What you are asked to do
Please put every line of the rows below into a Markdown table with two columns, Number and Text, giving each line its own number and leaving out blank lines.

Raw records

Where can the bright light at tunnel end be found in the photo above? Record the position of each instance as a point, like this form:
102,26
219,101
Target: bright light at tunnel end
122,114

Complete answer
| Number | Text |
|---|---|
| 1 | Where can the bright light at tunnel end be found in the photo above? Record the position of each instance as a point, like this form: |
| 2 | 102,26 |
| 3 | 219,101 |
| 4 | Target: bright light at tunnel end |
| 5 | 122,114 |